◆ **What to do**: Exact repetition is required: output every record in full.

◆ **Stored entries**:
++++++

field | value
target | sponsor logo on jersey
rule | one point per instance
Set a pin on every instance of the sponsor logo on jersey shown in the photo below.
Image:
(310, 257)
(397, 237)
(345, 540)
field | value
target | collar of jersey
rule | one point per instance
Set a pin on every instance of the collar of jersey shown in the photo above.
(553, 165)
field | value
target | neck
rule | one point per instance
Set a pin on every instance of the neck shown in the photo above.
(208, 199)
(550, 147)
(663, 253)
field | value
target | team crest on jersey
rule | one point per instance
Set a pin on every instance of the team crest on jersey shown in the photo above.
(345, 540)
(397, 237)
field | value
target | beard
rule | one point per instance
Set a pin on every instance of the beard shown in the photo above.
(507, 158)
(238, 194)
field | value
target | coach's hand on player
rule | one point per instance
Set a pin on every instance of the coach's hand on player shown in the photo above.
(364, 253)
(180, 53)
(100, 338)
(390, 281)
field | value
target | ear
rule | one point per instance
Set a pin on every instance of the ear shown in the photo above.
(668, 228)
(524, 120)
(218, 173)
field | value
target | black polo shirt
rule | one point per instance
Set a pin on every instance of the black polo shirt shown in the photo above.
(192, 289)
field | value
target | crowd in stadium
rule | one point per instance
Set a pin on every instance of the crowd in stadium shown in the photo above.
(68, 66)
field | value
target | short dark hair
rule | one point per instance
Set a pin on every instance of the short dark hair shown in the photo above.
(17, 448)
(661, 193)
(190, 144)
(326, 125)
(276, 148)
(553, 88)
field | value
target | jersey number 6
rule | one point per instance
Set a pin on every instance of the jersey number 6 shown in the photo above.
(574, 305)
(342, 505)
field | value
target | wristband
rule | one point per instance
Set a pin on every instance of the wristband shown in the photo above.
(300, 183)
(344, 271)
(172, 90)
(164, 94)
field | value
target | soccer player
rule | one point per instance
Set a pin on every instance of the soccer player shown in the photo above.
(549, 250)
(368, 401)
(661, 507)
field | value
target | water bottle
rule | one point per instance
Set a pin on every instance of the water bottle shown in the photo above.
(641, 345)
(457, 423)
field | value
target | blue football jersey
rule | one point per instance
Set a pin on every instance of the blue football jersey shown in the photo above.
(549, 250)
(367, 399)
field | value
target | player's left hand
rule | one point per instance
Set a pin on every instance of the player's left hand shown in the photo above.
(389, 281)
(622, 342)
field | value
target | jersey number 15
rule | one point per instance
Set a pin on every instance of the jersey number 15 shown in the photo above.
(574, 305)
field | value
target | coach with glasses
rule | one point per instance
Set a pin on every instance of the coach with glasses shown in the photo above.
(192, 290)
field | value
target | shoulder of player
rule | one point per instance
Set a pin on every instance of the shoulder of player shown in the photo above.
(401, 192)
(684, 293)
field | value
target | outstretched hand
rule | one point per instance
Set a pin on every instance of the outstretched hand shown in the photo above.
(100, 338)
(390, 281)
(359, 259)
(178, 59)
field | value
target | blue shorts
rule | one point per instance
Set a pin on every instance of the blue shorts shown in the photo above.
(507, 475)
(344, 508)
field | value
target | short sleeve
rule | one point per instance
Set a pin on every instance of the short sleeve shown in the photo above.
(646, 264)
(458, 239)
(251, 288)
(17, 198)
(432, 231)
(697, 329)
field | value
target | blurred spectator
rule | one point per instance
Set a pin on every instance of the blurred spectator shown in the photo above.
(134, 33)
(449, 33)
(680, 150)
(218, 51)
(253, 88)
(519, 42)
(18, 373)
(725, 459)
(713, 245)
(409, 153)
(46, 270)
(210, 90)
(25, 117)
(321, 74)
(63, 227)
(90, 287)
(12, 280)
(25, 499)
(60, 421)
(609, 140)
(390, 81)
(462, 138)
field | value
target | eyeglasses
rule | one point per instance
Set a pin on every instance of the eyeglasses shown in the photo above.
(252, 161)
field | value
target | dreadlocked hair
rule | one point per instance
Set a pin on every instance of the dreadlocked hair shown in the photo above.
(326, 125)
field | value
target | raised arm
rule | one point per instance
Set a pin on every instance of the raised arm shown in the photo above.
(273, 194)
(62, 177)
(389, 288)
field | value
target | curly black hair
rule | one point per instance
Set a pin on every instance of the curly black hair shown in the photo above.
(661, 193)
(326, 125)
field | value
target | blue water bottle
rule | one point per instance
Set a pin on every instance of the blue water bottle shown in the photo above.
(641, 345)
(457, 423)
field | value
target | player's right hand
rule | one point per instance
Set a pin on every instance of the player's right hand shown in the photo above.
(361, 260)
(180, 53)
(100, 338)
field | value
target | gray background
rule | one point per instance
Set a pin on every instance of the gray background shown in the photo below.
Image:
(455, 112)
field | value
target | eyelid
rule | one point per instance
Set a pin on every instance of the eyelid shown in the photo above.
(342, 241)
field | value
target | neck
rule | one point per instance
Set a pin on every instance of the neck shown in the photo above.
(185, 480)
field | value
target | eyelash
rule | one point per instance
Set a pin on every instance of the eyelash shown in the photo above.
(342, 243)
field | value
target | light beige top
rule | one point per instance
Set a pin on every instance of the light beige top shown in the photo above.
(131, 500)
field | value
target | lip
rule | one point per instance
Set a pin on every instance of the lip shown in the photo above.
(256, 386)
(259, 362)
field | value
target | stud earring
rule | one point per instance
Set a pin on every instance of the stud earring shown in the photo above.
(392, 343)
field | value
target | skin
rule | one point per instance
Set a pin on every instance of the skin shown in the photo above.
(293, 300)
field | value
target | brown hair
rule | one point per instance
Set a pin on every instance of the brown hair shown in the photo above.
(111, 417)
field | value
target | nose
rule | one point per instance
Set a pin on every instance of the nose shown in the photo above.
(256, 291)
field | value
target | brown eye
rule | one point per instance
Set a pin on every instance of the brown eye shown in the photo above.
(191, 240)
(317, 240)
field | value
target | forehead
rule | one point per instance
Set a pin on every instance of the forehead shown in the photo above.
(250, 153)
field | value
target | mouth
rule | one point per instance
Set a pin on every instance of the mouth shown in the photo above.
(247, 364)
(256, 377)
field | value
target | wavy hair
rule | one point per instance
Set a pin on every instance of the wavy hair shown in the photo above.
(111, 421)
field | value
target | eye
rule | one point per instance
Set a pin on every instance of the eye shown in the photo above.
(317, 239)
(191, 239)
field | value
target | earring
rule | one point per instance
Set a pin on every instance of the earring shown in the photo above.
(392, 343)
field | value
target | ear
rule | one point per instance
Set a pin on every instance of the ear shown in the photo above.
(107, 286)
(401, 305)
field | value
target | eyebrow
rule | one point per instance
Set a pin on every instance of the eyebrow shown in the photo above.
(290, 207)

++++++

◆ **Task solution**:
field | value
target | sponsor logo on jersey
rule | one point per instance
Set a pin on every instance of the sponsor logo on jersey shown in the photo below.
Image:
(310, 257)
(397, 237)
(345, 540)
field | value
target | collar of jersey
rule | one point per instance
Set a pin on every instance of the collar of jersey shown in the photo above.
(553, 165)
field | value
target | neck
rule | one point per instance
Set a pin on every instance of the neck shown in the photo above.
(208, 199)
(550, 147)
(663, 253)
field | value
target | team crest on jersey
rule | one point per instance
Set a pin on every instance of the team crest on jersey shown in the photo above.
(345, 540)
(397, 237)
field | value
target | beard
rule | one point per instance
Set a pin on every instance of the beard shown in the photo above.
(507, 158)
(238, 194)
field | value
target | coach's hand on player
rule | one point per instance
Set a pin on every instance of the coach's hand on player shown in the photo above.
(364, 253)
(180, 53)
(100, 338)
(390, 281)
field | value
target | ear
rule | one point per instance
Set a pin on every instance of the ear shown in the photo above.
(668, 228)
(524, 120)
(218, 173)
field | value
target | black polo shirt
rule | one point per instance
Set a pin on every instance of the black polo shirt shown in the photo above.
(192, 289)
field | value
target | crowd in stadium
rule | one point per instance
Set a pin on every instance of the crowd in stadium shown in the photo above.
(68, 66)
field | value
target | short dark hair
rule | one point per instance
Set a pin on every instance of the short dark hair shown in the photo above.
(17, 448)
(661, 193)
(190, 144)
(326, 125)
(276, 148)
(553, 88)
field | value
target | jersey number 6
rule | one point per instance
Set a pin on every instance of the jersey number 6 shown in the photo above.
(574, 305)
(342, 505)
field | value
target | wristband
rule | one point per instance
Set a pin on every instance of the wristband shown in the photo above.
(300, 183)
(344, 271)
(172, 90)
(164, 94)
field | value
target | soccer player
rule | one point per instance
Set a pin on every instance of the soccer player shown in the photo above.
(549, 250)
(368, 401)
(661, 507)
field | value
target | water bottle
rule | one point per instance
Set a pin on every instance of the water bottle shown in the photo above.
(641, 345)
(457, 423)
field | value
target | blue football jersey
rule | one point per instance
Set a pin on every instance of the blue football jersey shown in the photo above.
(549, 250)
(367, 399)
field | value
target | player's left hand
rule | one point per instance
Set a pin on every instance of the player's left hand shown in the photo above.
(389, 281)
(622, 342)
field | value
target | jersey number 15
rule | one point per instance
Set a pin on every instance of the jersey number 15 shown in the photo above.
(574, 305)
field | value
target | coach with glasses
rule | one point per instance
Set a pin on every instance of the coach with glasses shown in the photo above.
(192, 290)
field | value
target | shoulder of player
rule | one point per instance
Set a pin on every instance of the shoulder of player shown in the photo above.
(401, 192)
(684, 293)
field | value
target | outstretched hand
rule | one point per instance
Set a pin on every instance of the outstretched hand shown in the photo above.
(100, 338)
(390, 281)
(359, 259)
(178, 59)
field | value
target | blue shorts
rule | one point per instance
Set a pin on every instance of the blue shorts shown in the photo above.
(507, 475)
(344, 508)
field | value
target | short sleeve
rule | one point per instance
Set a pin on every instance of the short sleeve shown in the photo above.
(646, 264)
(458, 239)
(251, 288)
(17, 198)
(432, 231)
(697, 329)
field | value
target | blurred spectator
rule | one point per instance
Set a pin on every instance of the blurred spectator shown in the photo above.
(134, 33)
(449, 33)
(680, 150)
(218, 51)
(253, 88)
(519, 42)
(18, 373)
(725, 459)
(713, 245)
(409, 153)
(46, 270)
(210, 90)
(25, 117)
(321, 74)
(63, 227)
(90, 287)
(12, 280)
(25, 499)
(60, 421)
(609, 140)
(390, 81)
(462, 138)
field | value
target | eyeglasses
rule | one point per instance
Set a pin on every instance of the eyeglasses shown in the photo above.
(252, 161)
field | value
target | dreadlocked hair
rule | one point per instance
Set a pin on every instance of the dreadlocked hair shown in the photo above.
(326, 125)
field | value
target | raised arm
rule | one point per instance
Set a pin on every instance of the raised arm shown in the photo above.
(273, 194)
(62, 177)
(389, 288)
field | value
target | curly black hair
rule | one point per instance
Set a pin on every instance of the curly black hair shown in the photo above.
(661, 193)
(326, 125)
field | value
target | blue water bottle
rule | one point per instance
Set a pin on every instance of the blue water bottle shown in the photo above.
(641, 345)
(457, 423)
field | value
target | player's right hand
rule | one point per instance
Set a pin on every instance of the player's right hand shown in the photo above.
(361, 260)
(180, 53)
(100, 338)
field | value
target | gray background
rule | one point per instance
Set a pin on every instance of the gray background shown in the photo below.
Image:
(455, 112)
field | value
target | eyelid
rule | one point per instance
Set a pin on every instance of the eyelid shown in the photo above.
(342, 241)
field | value
target | neck
rule | one point per instance
Set a pin on every instance of the neck shown in the photo above.
(185, 480)
field | value
target | eyelash
rule | one point per instance
Set a pin on every instance of the eyelash shown in the photo above.
(342, 243)
field | value
target | light beige top
rule | one point per instance
Set a pin on every instance of the light beige top shown in the photo above.
(131, 500)
field | value
target | lip
rule | one point per instance
Set a pin on every instance of the lip shown in the photo above.
(256, 386)
(259, 362)
field | value
target | stud earring
rule | one point per instance
Set a pin on every instance of the stud earring shown in the photo above.
(392, 343)
field | value
target | skin
rule | one point per instance
Set a pin on every instance of the skin shown in the photo above.
(293, 300)
field | value
target | brown hair
rule | one point per instance
Set a pin on every instance of the brown hair shown in the photo above.
(111, 417)
field | value
target | nose
rule | one point per instance
Set a pin on every instance of the nose shown in the photo above.
(256, 291)
field | value
target | brown eye
rule | one point per instance
Set a pin on every instance of the brown eye shown in the photo above.
(191, 240)
(317, 240)
field | value
target | forehead
rule | one point per instance
Set a pin on every instance of the forehead shown in the photo above.
(250, 153)
field | value
target | mouth
rule | one point per instance
Set a pin on every instance of the mouth shown in the photo above.
(247, 364)
(256, 377)
field | value
target | wavy hair
rule | one point per instance
Set a pin on every instance of the wavy hair shown in the photo above.
(111, 421)
field | value
target | eye
rule | one point per instance
Set a pin on every instance of the eye shown in the photo above.
(317, 239)
(191, 239)
field | value
target | earring
rule | one point per instance
Set a pin on every instance of the earring shown in the photo above.
(392, 343)
field | value
target | ear
rule | one point per instance
Set a pin on every instance of the ear shown in the photo above.
(107, 286)
(401, 305)
field | value
target | eyebrow
rule | one point per instance
Set a pin on every instance of the eyebrow shown in the photo above.
(290, 207)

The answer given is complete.